== Exercise objective ==
Every line below needs to be reproduced exactly.

== Study material ==
☆ ☆ ☆ ☆

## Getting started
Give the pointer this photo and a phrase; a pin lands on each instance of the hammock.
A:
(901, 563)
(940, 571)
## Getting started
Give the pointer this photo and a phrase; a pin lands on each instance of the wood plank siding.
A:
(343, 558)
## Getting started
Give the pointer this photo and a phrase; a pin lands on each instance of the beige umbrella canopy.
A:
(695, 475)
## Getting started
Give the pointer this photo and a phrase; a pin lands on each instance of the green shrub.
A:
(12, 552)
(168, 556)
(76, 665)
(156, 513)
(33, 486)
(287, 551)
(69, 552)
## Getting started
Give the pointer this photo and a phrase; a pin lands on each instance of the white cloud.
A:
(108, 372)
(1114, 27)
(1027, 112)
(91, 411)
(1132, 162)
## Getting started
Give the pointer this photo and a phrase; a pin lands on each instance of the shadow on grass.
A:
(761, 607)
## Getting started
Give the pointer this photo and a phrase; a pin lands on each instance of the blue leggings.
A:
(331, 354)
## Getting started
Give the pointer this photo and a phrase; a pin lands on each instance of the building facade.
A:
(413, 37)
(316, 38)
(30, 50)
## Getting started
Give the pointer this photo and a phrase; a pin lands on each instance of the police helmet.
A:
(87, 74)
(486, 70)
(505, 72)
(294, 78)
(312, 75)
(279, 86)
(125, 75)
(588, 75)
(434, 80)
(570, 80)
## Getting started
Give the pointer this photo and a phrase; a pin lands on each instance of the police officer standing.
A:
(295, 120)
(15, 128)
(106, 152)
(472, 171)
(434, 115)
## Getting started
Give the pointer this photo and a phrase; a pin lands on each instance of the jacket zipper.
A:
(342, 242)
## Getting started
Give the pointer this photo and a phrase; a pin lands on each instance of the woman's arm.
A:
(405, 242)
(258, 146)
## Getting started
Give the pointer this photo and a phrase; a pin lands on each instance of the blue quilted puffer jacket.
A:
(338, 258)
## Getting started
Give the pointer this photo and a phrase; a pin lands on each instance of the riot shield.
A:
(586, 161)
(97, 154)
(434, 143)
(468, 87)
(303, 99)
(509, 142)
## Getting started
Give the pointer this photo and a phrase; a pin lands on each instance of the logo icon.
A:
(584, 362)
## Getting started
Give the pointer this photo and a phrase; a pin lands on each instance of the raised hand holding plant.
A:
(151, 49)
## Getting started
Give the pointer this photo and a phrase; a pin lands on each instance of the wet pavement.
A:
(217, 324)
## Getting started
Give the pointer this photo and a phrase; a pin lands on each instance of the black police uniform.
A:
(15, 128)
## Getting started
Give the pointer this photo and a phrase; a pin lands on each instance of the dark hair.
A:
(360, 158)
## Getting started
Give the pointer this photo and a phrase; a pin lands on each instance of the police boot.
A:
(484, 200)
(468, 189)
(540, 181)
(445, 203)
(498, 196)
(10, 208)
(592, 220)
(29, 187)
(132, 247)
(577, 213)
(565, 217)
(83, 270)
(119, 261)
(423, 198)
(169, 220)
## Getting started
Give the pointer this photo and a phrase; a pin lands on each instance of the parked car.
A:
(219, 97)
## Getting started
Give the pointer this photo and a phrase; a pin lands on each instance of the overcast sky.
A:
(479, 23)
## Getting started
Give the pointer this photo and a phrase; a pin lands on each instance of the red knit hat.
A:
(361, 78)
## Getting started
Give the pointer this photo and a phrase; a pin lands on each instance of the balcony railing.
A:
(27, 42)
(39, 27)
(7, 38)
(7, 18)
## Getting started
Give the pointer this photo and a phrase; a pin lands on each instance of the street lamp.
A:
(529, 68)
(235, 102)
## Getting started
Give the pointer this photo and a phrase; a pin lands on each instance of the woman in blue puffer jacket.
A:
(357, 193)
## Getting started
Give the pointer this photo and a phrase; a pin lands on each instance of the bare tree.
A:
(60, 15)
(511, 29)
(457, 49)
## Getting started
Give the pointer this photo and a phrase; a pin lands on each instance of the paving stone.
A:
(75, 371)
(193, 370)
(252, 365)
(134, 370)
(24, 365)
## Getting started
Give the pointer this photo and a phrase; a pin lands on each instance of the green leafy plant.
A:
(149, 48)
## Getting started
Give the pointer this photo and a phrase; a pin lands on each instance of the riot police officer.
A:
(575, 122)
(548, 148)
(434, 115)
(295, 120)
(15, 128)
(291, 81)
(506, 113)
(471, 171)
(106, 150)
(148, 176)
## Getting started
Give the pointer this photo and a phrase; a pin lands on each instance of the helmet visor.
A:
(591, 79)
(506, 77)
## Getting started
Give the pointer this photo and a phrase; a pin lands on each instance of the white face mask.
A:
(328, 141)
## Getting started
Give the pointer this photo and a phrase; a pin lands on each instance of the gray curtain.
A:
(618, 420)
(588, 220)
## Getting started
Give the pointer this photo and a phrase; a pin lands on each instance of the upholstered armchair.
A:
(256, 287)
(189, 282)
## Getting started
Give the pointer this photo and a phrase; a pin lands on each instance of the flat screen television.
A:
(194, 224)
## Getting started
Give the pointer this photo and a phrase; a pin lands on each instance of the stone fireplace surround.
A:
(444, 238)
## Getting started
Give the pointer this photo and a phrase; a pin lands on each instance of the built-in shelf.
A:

☆ ☆ ☆ ☆

== Answer to this problem ==
## Getting started
Give the pointer this photo and a phrase; a pin lands on each instance of the hammock.
A:
(901, 563)
(940, 571)
## Getting started
Give the pointer this photo and a phrase; a pin lands on each instance of the wood plank siding.
A:
(343, 558)
## Getting started
Give the pointer this photo and a phrase; a pin lands on each instance of the beige umbrella canopy.
A:
(695, 475)
## Getting started
Give the pointer this photo and a phrase; a pin lands on each instance of the green shrub.
A:
(12, 552)
(168, 556)
(76, 665)
(156, 513)
(33, 486)
(287, 551)
(69, 552)
## Getting started
Give the pointer this photo and a phrase; a pin lands on each instance of the white cloud.
A:
(108, 372)
(1114, 27)
(1027, 112)
(91, 411)
(1132, 162)
## Getting started
Give the pointer this photo and a phrase; a pin lands on each instance of the shadow on grass.
A:
(761, 607)
## Getting started
Give the pointer this photo and a phrase; a pin lands on each instance of the blue leggings.
A:
(331, 354)
## Getting started
Give the pointer this photo and a phrase; a pin lands on each instance of the building facade.
A:
(413, 37)
(316, 38)
(30, 50)
## Getting started
Give the pointer this photo and a phrase; a pin lands on each instance of the police helmet.
A:
(87, 74)
(486, 70)
(505, 72)
(294, 78)
(312, 75)
(279, 86)
(125, 75)
(588, 75)
(434, 80)
(570, 80)
## Getting started
Give the pointer this photo and a phrase; a pin lands on each instance of the police officer standing.
A:
(295, 120)
(15, 128)
(106, 152)
(472, 171)
(434, 115)
## Getting started
Give the pointer this photo and a phrase; a pin lands on each instance of the jacket zipper.
A:
(342, 242)
## Getting started
Give the pointer this photo and a phrase; a pin lands on each instance of the woman's arm.
A:
(405, 242)
(258, 146)
## Getting started
Give the pointer this photo and a phrase; a pin lands on each instance of the blue quilted puffer jacket.
A:
(338, 258)
## Getting started
Give the pointer this photo and a phrase; a pin lands on each instance of the riot shield.
A:
(586, 161)
(97, 154)
(434, 143)
(468, 87)
(303, 99)
(509, 142)
## Getting started
Give the pointer this photo and a phrase; a pin lands on each instance of the logo icon.
A:
(584, 362)
## Getting started
Give the pointer this photo and a phrase; a pin lands on each instance of the raised hand holding plant.
A:
(151, 49)
## Getting started
Give the pointer this photo and a phrase; a pin lands on each instance of the wet pavement.
A:
(217, 324)
## Getting started
Give the pointer this photo and a phrase; a pin lands on each instance of the black police uniform.
A:
(15, 128)
## Getting started
Give the pointer this photo and a phrase; a pin lands on each instance of the dark hair.
A:
(360, 158)
## Getting started
Give the pointer this photo and a phrase; a pin lands on each instance of the police boot.
A:
(484, 200)
(468, 189)
(540, 181)
(445, 203)
(498, 196)
(10, 208)
(592, 220)
(29, 187)
(132, 247)
(577, 213)
(565, 217)
(83, 270)
(119, 261)
(423, 198)
(169, 220)
## Getting started
Give the pointer this photo and a phrase; a pin lands on each instance of the parked car.
A:
(219, 97)
## Getting started
Give the pointer this photo and a phrase; a pin lands on each instance of the overcast sky.
A:
(479, 23)
## Getting started
Give the pointer this photo and a phrase; a pin lands on each instance of the red knit hat.
A:
(361, 78)
## Getting started
Give the pointer this photo and a phrase; a pin lands on each instance of the balcony railing.
A:
(27, 42)
(39, 27)
(7, 38)
(7, 18)
## Getting started
Give the pointer this photo and a phrase; a pin lands on each instance of the street lamp.
A:
(529, 68)
(235, 102)
## Getting started
Give the pointer this photo and a phrase; a pin lands on each instance of the woman in blue puffer jacket.
A:
(357, 193)
## Getting started
Give the pointer this photo and a phrase; a pin lands on each instance of the bare tree.
A:
(60, 15)
(511, 29)
(457, 49)
## Getting started
Give the pointer this photo and a phrase; a pin lands on each instance of the paving stone.
A:
(75, 371)
(193, 370)
(252, 365)
(134, 370)
(24, 365)
## Getting started
Give the pointer this photo and a phrase; a pin lands on each instance of the green leafy plant.
A:
(149, 48)
## Getting started
Give the pointer this photo and a phrase; a pin lands on each instance of the riot police officer.
A:
(575, 122)
(548, 148)
(434, 115)
(295, 120)
(15, 128)
(291, 81)
(506, 113)
(471, 171)
(106, 150)
(148, 176)
## Getting started
Give the pointer this photo and a phrase; a pin lands on each instance of the helmet visor.
A:
(591, 79)
(506, 77)
## Getting started
Give the pointer this photo and a phrase; a pin lands on each instance of the white face mask.
A:
(328, 141)
## Getting started
Give the pointer this photo and a phrase; a pin lands on each instance of the gray curtain.
A:
(618, 420)
(588, 220)
## Getting started
Give the pointer this photo and a phrase; a pin lands on each instance of the upholstered armchair.
A:
(256, 287)
(189, 282)
## Getting started
Give the pointer this photo and a phrase; a pin lands on each instance of the flat screen television.
A:
(194, 224)
## Getting started
Give the pointer this photo and a phrase; a pin lands on each instance of the stone fireplace surround.
A:
(444, 238)
## Getting started
Give the pointer this photo and a phrase; a pin lands on each instance of the built-in shelf.
A:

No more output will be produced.